▶ **AIM OF THE TASK**
For this exercise, repeat exactly the lines below starting at the line holding "Query: swiss cheese wedge" and ending at the line holding "Query: garlic skin", both included, with no extra lines and no pictures.

Dataset entries
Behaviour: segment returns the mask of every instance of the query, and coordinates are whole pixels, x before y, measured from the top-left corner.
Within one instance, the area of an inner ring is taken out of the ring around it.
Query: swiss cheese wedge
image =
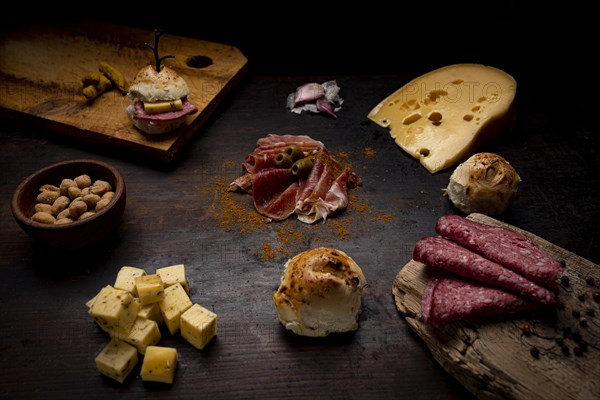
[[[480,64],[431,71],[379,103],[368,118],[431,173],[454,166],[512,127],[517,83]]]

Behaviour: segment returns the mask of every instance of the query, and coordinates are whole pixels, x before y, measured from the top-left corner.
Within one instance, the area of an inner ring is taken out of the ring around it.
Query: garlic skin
---
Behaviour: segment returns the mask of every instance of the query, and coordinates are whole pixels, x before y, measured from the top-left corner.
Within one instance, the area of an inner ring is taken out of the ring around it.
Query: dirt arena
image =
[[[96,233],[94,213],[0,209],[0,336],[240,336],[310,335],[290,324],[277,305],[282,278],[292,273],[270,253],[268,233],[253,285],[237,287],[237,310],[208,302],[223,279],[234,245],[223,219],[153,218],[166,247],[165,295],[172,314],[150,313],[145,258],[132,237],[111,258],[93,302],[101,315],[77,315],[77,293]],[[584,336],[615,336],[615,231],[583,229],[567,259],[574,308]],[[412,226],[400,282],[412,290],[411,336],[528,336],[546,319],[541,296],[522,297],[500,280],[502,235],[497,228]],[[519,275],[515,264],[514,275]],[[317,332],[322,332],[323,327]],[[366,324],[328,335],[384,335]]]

▶ **WRITTEN RESPONSE**
Query: swiss cheese wedge
image =
[[[480,64],[431,71],[379,103],[368,118],[431,173],[454,166],[512,127],[517,83]]]

Behaviour: segment returns the mask of every instance of the query, and coordinates are whole pixels, x before y, measured from the top-left corner.
Within one instance, the area of an inner ring is taken out of the ring around it.
Query: garlic skin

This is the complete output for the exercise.